_TASK DESCRIPTION_. The answer is to be all of the data below, reproduced exactly.

========================================

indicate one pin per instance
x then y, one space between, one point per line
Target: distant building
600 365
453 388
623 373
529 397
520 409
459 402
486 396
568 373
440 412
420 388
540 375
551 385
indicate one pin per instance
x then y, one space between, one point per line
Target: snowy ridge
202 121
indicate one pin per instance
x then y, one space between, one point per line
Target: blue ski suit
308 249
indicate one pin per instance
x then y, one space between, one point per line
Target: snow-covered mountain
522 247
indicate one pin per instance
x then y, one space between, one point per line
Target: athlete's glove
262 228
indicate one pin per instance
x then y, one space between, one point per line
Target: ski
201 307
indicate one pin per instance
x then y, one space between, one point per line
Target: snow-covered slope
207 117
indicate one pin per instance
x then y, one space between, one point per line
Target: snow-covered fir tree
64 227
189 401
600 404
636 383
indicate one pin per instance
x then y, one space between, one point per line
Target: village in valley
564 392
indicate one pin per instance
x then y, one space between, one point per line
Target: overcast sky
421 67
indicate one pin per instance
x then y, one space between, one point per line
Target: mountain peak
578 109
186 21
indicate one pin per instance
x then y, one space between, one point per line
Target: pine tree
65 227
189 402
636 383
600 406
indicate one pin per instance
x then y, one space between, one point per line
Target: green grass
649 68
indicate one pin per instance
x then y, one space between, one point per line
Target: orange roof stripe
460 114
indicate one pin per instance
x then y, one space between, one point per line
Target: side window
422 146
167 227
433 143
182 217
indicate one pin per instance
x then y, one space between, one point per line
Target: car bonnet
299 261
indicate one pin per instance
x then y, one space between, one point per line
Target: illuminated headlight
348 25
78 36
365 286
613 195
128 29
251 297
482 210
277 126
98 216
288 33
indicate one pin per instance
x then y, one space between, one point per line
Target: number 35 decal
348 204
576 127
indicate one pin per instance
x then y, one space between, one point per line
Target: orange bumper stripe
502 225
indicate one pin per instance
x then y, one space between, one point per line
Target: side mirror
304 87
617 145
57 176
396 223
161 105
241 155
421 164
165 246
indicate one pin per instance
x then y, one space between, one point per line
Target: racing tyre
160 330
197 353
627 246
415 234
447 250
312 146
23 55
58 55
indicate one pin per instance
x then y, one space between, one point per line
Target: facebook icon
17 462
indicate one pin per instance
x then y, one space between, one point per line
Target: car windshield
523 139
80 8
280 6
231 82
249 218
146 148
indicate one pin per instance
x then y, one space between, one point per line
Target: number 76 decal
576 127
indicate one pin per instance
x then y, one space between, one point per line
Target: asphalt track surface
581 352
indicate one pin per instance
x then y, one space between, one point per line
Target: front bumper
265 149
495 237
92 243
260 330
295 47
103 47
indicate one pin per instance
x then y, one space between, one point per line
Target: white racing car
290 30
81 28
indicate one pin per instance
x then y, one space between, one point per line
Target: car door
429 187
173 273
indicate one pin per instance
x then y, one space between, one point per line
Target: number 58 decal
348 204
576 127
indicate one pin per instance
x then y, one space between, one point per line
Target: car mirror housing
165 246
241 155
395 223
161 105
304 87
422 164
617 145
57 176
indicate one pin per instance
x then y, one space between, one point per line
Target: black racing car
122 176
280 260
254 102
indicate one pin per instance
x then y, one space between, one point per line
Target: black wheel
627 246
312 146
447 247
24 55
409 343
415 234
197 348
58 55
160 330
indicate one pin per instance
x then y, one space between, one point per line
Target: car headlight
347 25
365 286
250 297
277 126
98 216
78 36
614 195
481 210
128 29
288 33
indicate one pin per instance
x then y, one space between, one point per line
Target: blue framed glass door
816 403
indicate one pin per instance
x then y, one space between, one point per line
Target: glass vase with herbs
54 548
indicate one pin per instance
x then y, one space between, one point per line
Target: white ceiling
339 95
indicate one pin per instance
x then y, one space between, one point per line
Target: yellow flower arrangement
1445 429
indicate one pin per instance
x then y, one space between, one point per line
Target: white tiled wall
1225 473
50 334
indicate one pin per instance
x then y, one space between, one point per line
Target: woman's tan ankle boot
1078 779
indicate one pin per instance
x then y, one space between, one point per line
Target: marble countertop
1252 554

========================================

_RESPONSE FOR THIS EXERCISE_.
indicate one pin per instance
x then y, one space between, one point per line
Target: distant building
600 365
453 388
623 373
529 397
520 409
459 402
486 396
568 373
440 412
420 388
540 375
551 385
indicate one pin per instance
x then y, one space between, one point per line
Target: snowy ridge
202 121
indicate one pin per instance
x then y, one space between, one point per line
Target: blue ski suit
308 249
indicate one pin per instance
x then y, one space between, one point per line
Target: snow-covered mountain
522 247
indicate one pin per instance
x then y, one space between, one point per line
Target: athlete's glove
262 228
indicate one pin per instance
x then y, one space between, one point per line
Target: ski
201 307
indicate one pin per instance
x then y, one space between, one point per line
Target: snow-covered slope
207 117
indicate one pin per instance
x then y, one space between, one point per line
Target: snow-covered fir tree
64 227
189 401
600 404
636 383
indicate one pin per instance
x then y, one space between, one point per line
Target: village in valley
564 392
indicate one pin per instance
x then y, one space between, one point per line
Target: overcast sky
421 67
indicate one pin per instance
x then y, one space between, one point per line
Target: mountain peak
578 109
186 21
indicate one pin per instance
x then y, one space between, one point per line
Target: pine tree
65 227
189 402
636 383
600 406
indicate one pin per instance
x then y, one space between, one point per line
Target: green grass
649 68
indicate one pin per instance
x then y, one space between, one point per line
Target: orange roof stripe
460 114
indicate one pin per instance
x then y, one space between, one point per line
Target: side window
422 146
167 227
433 143
182 217
indicate one pin per instance
x then y, one space between, one point per line
Target: car bonnet
299 261
indicate one pin per instance
x then y, one space between, one point per line
Target: illuminated headlight
348 25
78 36
365 286
613 195
128 29
251 297
482 210
277 126
98 216
288 33
indicate one pin per instance
x then y, one space between, one point per line
Target: number 35 decal
348 204
576 127
indicate one pin per instance
x then y, one space between, one point per line
Target: orange bumper stripe
502 225
indicate one pin per instance
x then y, one space between, one point per line
Target: side mirror
304 87
617 145
57 176
396 223
161 105
241 155
421 164
165 246
indicate one pin per instance
x then y, one space between, one point per line
Target: racing tyre
160 330
197 353
627 246
415 234
447 250
312 146
23 55
58 55
indicate one pin per instance
x then y, one space between, one point per line
Target: facebook icon
17 462
indicate one pin per instance
x then y, one space between, one point per line
Target: car windshield
523 139
80 8
280 6
231 82
249 218
146 148
indicate one pin per instance
x then y, one space between, one point per line
Target: number 76 decal
576 127
indicate one pin per instance
x then y, one space between, one point per line
Target: asphalt track surface
581 352
indicate one pin per instance
x then y, one space between, one point per line
Target: front bumper
265 149
495 237
92 243
260 330
295 47
103 47
indicate one pin per instance
x then y, one space between, one point per line
Target: white racing car
290 30
81 28
indicate one pin per instance
x then y, one space between, one point per line
Target: car door
429 187
173 273
indicate one pin per instance
x then y, one space between, one point per line
Target: number 58 decal
348 204
576 127
indicate one pin per instance
x then y, one space between, one point per line
Target: car mirror housing
165 246
241 155
395 223
161 105
304 87
422 164
617 145
57 176
indicate one pin per instance
x then y, one space between, one point per line
Target: black racing car
122 176
280 260
254 102
indicate one pin per instance
x then y, one space between, one point per line
Target: black wheel
627 246
312 146
447 247
24 55
409 343
415 234
197 348
58 55
160 330
indicate one pin per instance
x then y, one space between, one point per line
Target: car headlight
347 25
365 286
250 297
277 126
98 216
78 36
614 195
481 210
128 29
288 33
indicate one pin per instance
x then y, one space between, one point per line
Target: blue framed glass door
816 403
indicate one pin per instance
x then y, one space between, one point per line
Target: glass vase with herbs
54 548
indicate one pin per instance
x then y, one space between, one point per line
Target: white ceiling
339 95
indicate one pin per instance
x then y, one space between, one point per line
Target: yellow flower arrangement
1445 429
indicate one pin per instance
x then y, one space between, one point per line
Target: white tiled wall
1225 473
50 334
indicate one pin per instance
x then y, one space between, one point per line
Target: woman's tan ankle boot
1078 779
indicate one pin per instance
x then y, one space between, one point per line
Target: marble countertop
1252 554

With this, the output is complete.